* **Task prompt**: What do the lines say from the one containing "For every instance of the green tree" to the end of the records? Restate them word for word, and only those.

Extracted records:
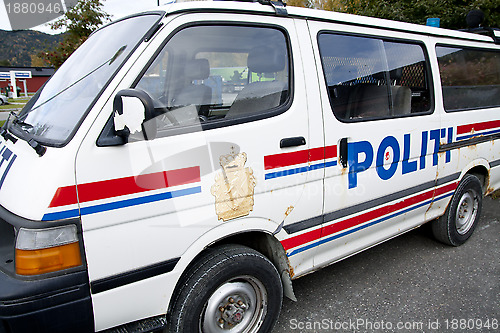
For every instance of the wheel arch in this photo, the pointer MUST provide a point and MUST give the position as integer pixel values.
(261, 240)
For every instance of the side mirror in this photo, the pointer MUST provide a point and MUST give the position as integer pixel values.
(134, 112)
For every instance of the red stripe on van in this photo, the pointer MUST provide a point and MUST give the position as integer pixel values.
(299, 157)
(365, 217)
(123, 186)
(478, 127)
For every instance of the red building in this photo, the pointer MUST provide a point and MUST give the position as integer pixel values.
(39, 75)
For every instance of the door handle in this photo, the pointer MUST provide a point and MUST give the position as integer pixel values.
(343, 152)
(292, 142)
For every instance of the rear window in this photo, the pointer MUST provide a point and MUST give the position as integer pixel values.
(371, 78)
(470, 78)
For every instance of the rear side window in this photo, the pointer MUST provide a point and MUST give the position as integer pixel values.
(371, 78)
(211, 76)
(470, 78)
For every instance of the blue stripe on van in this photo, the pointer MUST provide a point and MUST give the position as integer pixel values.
(283, 173)
(120, 204)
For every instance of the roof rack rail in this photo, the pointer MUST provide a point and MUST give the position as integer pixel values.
(474, 20)
(278, 5)
(486, 31)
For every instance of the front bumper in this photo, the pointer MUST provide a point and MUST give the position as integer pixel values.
(56, 304)
(53, 302)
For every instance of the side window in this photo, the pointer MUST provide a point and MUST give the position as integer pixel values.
(470, 78)
(207, 75)
(370, 78)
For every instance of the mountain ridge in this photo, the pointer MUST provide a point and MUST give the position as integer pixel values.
(19, 46)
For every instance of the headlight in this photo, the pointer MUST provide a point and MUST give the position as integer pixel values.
(40, 251)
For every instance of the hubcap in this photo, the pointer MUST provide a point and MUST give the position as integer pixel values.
(237, 306)
(466, 212)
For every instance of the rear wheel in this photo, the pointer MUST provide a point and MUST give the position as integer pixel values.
(230, 289)
(462, 214)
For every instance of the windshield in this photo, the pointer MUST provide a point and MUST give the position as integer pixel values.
(55, 112)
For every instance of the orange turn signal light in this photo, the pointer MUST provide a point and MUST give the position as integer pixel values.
(40, 261)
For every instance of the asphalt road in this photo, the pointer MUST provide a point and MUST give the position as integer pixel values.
(409, 284)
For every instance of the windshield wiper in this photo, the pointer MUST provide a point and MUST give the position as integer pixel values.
(24, 134)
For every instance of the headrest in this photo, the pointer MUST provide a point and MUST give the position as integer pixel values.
(344, 73)
(266, 59)
(396, 74)
(197, 69)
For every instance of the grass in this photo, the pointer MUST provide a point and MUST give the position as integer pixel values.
(20, 102)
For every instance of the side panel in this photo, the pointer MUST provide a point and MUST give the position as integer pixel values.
(474, 130)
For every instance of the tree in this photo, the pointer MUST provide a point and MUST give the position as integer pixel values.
(451, 12)
(80, 21)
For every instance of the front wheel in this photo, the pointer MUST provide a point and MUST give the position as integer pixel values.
(230, 289)
(462, 214)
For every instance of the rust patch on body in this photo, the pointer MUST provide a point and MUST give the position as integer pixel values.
(288, 211)
(234, 187)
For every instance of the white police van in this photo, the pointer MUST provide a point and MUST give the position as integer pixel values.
(186, 164)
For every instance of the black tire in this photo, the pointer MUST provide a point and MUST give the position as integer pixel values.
(228, 287)
(462, 215)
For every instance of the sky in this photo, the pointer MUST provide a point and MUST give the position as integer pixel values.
(116, 8)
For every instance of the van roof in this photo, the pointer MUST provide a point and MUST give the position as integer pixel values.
(322, 15)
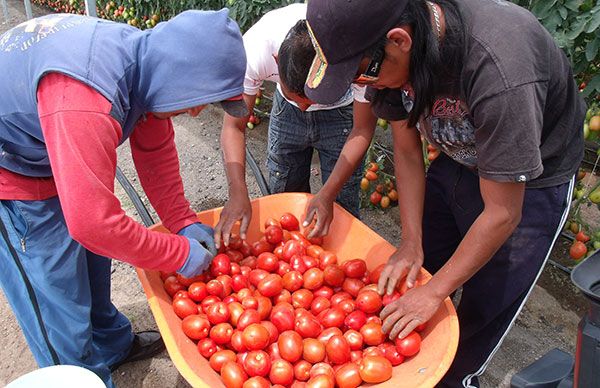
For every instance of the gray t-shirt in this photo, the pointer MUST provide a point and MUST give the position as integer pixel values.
(517, 115)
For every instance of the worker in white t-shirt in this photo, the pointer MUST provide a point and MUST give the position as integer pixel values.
(279, 49)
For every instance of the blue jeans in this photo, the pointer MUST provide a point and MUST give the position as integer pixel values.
(293, 135)
(59, 291)
(494, 296)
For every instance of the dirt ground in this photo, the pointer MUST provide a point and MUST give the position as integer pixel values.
(548, 320)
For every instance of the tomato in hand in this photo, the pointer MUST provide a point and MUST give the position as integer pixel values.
(409, 345)
(289, 222)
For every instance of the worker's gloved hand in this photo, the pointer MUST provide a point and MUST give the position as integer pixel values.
(202, 233)
(202, 249)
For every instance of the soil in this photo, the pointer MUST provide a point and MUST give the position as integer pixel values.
(548, 320)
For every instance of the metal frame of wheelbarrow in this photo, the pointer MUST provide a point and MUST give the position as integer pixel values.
(142, 210)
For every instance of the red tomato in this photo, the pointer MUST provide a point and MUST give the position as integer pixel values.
(209, 300)
(221, 333)
(391, 353)
(292, 248)
(271, 285)
(333, 317)
(374, 276)
(313, 351)
(285, 296)
(387, 298)
(256, 382)
(338, 350)
(282, 316)
(207, 347)
(238, 282)
(197, 291)
(348, 376)
(326, 292)
(255, 337)
(219, 358)
(409, 345)
(347, 306)
(292, 281)
(282, 372)
(338, 297)
(256, 275)
(274, 234)
(313, 278)
(264, 306)
(314, 251)
(354, 339)
(369, 302)
(297, 263)
(372, 334)
(247, 318)
(217, 313)
(250, 303)
(290, 346)
(302, 298)
(320, 303)
(221, 265)
(302, 370)
(272, 329)
(352, 286)
(289, 222)
(355, 268)
(271, 222)
(327, 258)
(215, 287)
(328, 333)
(261, 246)
(172, 285)
(184, 307)
(195, 326)
(375, 369)
(355, 320)
(283, 268)
(237, 342)
(334, 275)
(257, 363)
(308, 326)
(267, 261)
(233, 375)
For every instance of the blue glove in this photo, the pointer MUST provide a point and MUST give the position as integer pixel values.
(202, 249)
(202, 233)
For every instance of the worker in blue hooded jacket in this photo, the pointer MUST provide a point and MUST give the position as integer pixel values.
(73, 89)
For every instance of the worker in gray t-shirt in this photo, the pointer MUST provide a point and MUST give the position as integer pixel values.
(484, 82)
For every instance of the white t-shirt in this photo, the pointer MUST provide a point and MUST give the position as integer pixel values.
(262, 42)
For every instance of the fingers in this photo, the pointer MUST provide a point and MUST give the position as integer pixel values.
(244, 226)
(310, 216)
(405, 324)
(411, 278)
(217, 233)
(383, 277)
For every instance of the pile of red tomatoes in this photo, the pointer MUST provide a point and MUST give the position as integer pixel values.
(284, 312)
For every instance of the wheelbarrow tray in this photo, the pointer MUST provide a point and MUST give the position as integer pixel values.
(349, 238)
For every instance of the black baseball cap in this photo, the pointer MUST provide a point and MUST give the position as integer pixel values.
(342, 31)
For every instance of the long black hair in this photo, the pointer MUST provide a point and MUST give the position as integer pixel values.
(433, 64)
(295, 57)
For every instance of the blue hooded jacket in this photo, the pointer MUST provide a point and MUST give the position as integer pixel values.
(194, 59)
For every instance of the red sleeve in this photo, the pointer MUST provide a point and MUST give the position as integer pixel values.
(81, 138)
(155, 157)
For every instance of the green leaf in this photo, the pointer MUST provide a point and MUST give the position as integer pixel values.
(591, 49)
(593, 85)
(542, 8)
(594, 23)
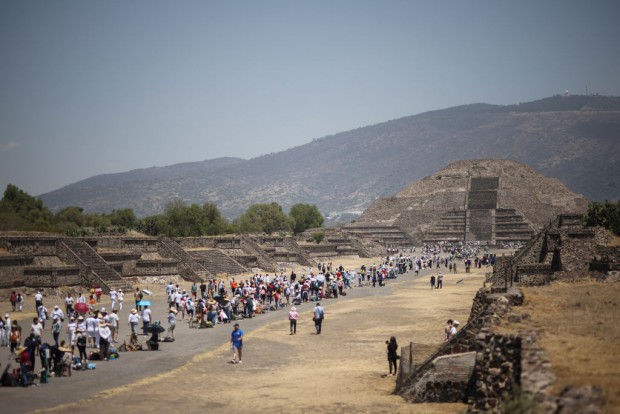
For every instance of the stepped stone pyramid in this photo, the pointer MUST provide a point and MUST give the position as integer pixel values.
(475, 200)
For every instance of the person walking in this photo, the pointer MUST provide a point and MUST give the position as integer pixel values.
(146, 318)
(80, 342)
(69, 304)
(105, 337)
(132, 321)
(13, 300)
(392, 347)
(120, 296)
(113, 296)
(236, 342)
(114, 325)
(319, 315)
(172, 320)
(292, 317)
(56, 328)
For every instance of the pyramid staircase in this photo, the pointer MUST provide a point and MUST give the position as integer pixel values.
(96, 268)
(189, 268)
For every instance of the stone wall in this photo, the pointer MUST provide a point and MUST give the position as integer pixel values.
(497, 372)
(51, 276)
(34, 245)
(534, 275)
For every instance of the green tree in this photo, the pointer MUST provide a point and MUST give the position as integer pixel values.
(215, 223)
(263, 218)
(151, 225)
(305, 216)
(605, 214)
(21, 211)
(181, 220)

* **Expected answer**:
For every instance of the green tree in this photo, the pointer MUST provide a point and MUST give the position as integer pixel values.
(215, 223)
(263, 218)
(151, 225)
(305, 216)
(605, 214)
(21, 211)
(181, 220)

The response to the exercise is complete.